TO DO ::
Gather, from the listing beneath this task, every line holding the string "shirt".

SUPPLIED DATA ::
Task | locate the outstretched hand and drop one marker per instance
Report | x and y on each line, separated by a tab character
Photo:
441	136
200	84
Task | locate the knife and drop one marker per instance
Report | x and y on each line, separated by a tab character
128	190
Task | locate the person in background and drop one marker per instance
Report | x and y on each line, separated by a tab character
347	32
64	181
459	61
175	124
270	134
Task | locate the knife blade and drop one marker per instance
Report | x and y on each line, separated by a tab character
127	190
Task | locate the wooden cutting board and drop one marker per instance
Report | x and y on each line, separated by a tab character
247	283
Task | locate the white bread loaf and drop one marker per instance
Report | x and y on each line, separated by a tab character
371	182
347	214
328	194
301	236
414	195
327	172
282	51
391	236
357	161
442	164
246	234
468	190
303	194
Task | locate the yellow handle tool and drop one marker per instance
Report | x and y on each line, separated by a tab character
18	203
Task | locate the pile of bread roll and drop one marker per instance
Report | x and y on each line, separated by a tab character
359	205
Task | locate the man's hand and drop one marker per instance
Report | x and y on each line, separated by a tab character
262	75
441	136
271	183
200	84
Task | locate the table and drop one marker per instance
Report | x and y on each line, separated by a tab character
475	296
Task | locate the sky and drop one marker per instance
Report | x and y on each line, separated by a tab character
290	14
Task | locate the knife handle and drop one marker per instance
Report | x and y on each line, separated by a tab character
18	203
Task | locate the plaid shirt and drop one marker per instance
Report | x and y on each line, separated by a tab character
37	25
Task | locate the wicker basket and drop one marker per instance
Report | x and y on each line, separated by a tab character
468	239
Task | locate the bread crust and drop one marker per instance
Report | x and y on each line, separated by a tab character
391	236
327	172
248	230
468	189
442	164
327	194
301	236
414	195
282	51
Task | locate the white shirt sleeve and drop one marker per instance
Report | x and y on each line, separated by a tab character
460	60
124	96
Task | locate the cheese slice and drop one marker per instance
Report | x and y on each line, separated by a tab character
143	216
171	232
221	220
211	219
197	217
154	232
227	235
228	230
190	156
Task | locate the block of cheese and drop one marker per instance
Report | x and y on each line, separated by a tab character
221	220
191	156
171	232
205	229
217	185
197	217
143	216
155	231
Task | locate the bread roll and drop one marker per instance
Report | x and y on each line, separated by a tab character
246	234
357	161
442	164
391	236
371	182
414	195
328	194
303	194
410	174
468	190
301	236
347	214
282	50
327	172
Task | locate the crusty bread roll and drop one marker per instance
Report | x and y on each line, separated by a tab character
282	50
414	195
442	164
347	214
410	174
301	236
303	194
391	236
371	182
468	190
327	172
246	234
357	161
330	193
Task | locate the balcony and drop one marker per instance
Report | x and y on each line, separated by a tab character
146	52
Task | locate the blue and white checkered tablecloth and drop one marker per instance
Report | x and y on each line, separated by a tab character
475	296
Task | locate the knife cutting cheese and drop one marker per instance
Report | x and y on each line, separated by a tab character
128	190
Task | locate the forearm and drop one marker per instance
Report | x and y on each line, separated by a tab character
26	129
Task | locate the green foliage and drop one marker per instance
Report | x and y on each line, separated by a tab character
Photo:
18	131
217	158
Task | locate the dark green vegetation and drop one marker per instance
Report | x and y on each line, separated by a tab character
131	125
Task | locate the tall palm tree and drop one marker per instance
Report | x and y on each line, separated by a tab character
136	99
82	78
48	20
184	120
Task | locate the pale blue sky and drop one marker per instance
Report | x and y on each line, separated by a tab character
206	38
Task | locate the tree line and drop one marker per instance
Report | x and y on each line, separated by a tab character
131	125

SOLVED EXERCISE ::
Task | locate the plaid shirt and drop one marker per instance
Task | locate the white shirt sleeve and drop one marker per instance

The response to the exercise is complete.